THE INPUT Block Start

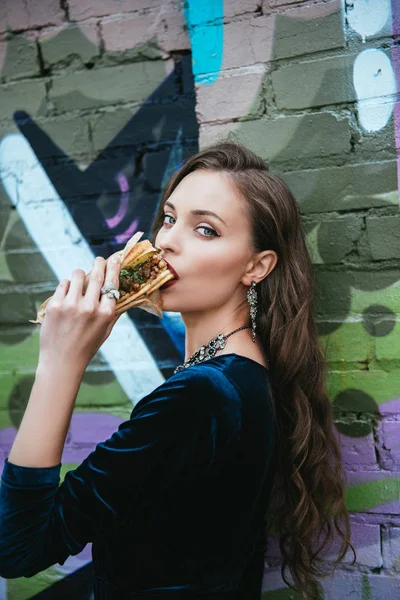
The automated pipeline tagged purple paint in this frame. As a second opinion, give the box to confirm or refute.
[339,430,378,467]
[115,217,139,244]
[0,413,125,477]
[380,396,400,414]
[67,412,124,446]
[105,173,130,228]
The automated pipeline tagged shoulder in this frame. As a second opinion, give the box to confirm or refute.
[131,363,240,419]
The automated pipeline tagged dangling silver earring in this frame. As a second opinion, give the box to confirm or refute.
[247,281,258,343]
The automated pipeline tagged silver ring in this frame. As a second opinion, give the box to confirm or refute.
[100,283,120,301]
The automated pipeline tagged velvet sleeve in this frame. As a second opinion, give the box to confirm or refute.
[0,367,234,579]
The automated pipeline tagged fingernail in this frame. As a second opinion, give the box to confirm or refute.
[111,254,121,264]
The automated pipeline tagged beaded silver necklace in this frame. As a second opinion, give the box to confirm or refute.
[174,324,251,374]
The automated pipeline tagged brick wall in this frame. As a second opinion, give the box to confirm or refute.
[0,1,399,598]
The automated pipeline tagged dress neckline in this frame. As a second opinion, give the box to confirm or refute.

THE INPUT Block End
THE INPUT Block Start

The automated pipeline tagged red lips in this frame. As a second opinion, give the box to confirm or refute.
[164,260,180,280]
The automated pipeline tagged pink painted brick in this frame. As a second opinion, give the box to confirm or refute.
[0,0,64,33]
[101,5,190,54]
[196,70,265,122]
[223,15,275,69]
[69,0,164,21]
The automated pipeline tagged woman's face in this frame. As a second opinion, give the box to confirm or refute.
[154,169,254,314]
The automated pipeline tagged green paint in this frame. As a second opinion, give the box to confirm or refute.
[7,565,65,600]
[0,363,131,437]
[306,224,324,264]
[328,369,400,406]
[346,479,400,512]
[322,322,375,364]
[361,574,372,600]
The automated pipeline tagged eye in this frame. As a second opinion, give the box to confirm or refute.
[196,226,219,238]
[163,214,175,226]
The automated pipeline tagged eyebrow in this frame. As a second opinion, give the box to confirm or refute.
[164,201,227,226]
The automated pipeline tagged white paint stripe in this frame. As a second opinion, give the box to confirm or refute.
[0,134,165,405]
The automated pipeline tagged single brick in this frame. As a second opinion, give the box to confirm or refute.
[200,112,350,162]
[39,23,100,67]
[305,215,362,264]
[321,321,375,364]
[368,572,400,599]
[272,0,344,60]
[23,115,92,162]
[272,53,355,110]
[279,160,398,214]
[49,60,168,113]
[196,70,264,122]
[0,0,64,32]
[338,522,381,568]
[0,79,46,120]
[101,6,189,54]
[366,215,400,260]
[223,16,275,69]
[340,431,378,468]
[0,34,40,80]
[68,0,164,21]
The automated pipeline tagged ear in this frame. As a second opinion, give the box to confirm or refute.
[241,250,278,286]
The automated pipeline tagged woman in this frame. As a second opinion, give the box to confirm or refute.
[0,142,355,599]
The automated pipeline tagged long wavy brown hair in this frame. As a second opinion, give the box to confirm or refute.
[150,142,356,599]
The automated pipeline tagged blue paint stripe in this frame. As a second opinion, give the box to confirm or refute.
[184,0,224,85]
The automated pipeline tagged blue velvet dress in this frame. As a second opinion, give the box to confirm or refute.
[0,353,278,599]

THE INPUT Block End

**ABOUT THIS TASK**: Copy out only the lines of the records above from the one with "The automated pipeline tagged velvet" through the one with "The automated pipeline tagged dress", exactly as they stand, both included.

**EXERCISE ANSWER**:
The automated pipeline tagged velvet sleeve in this frame. As a second opinion, give the box to confirm or refute.
[0,367,234,579]
The automated pipeline tagged fingernail in this frame. As a second opinion, give the box to confirm or refute.
[111,254,121,264]
The automated pipeline tagged beaded silver necklace in this frame. As a second opinion, give the box to confirm or refute.
[174,324,251,374]
The automated pipeline tagged brick wall in this frame. As a second opinion, give the box to confirm or refute.
[0,1,399,598]
The automated pipeline tagged dress neckline in this frame. As a second opinion, give the box to confirm or refute.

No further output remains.